> [EXERCISE]:
Copy everything from "There was another" down to "later that day." in the personal account of the minor injuries unit visit, keeping every word and punctuation mark unchanged.

------ EXTRACT ------

I have to say, normally I'm a big fan of the nursing profession, but one of the nurses at the minor injuries unit provided me with the worst care I've experienced. She was rude and dismissive in manner, and belittled us for coming there rather than to our GP or A and E. She seemed to take no account of the fact that I was in huge amounts of pain and that we were scared and not sure what to do.

There was another nurse there fortunately, and she was a bit kinder. They fed me some painkillers, and made me do a urine sample, asking if there was any chance I could be pregnant. We said no, as I had a coil fitted, but the sample came back positive, and then my memories get a bit more hazy. I think the kinder nurse said some words about how this must be a shock and to take some time and some deep breaths and so on. They made me a doctors appointment at my GP for later that day.

I suppose one of the real traumas of this was sitting there at home waiting for the appointment talking through what it meant to be pregnant in this situation with Tom. It was a complete shock, I thought I'd taken all proper precautions, went for long term contraception as it was supposed to be better, non - hormonal as it suited me better and so on. The shock of being one of the tiny stats in the leaflet was hard. We knew a pregancy with a coil in place is often not viable, but after much mulling and talking and crying we decided that if it was viable we'd keep it. It would have meant a lot of financial hardship and being pregnant at our wedding but if it could survive the coil removal then it would clearly be meant to be. But really it was waiting to see what happenned. It certainly didn't feel real.

------ INFORMATION SHOWN ------

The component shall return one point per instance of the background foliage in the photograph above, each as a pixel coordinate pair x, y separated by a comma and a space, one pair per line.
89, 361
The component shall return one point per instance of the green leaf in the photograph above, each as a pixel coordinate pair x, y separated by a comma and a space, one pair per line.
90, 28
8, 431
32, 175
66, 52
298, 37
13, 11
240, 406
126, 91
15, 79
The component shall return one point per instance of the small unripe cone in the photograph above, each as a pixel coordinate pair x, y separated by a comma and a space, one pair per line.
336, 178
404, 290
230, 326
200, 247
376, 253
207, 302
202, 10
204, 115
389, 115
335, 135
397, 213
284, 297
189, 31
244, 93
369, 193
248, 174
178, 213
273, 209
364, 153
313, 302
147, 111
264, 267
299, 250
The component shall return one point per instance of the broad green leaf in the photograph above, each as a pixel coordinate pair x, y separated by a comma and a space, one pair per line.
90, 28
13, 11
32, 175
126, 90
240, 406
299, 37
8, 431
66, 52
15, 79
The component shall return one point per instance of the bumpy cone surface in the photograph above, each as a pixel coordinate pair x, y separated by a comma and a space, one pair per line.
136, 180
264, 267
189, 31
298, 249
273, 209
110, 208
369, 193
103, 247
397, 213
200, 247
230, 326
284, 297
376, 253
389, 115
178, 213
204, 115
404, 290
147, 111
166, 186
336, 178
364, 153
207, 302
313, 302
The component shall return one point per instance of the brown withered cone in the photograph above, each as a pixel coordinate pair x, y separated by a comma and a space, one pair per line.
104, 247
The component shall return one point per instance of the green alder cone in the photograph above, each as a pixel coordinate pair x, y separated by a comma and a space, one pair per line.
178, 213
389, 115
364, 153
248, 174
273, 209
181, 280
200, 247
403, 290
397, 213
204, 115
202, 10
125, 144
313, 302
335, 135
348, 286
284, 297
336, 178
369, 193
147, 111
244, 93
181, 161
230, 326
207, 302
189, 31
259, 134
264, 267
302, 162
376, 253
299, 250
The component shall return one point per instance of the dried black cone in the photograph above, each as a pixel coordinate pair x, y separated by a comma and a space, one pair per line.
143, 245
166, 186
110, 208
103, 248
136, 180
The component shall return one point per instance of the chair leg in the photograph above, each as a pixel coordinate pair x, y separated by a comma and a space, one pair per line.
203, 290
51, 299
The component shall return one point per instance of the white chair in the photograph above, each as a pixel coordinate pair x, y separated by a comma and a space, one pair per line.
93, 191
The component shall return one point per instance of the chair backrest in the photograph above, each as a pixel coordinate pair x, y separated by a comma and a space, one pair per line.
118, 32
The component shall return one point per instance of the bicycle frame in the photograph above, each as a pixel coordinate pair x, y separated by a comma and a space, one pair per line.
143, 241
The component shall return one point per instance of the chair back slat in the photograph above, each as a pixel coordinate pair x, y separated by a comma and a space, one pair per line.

------

> [OUTPUT FOR THIS EXERCISE]:
There was another nurse there fortunately, and she was a bit kinder. They fed me some painkillers, and made me do a urine sample, asking if there was any chance I could be pregnant. We said no, as I had a coil fitted, but the sample came back positive, and then my memories get a bit more hazy. I think the kinder nurse said some words about how this must be a shock and to take some time and some deep breaths and so on. They made me a doctors appointment at my GP for later that day.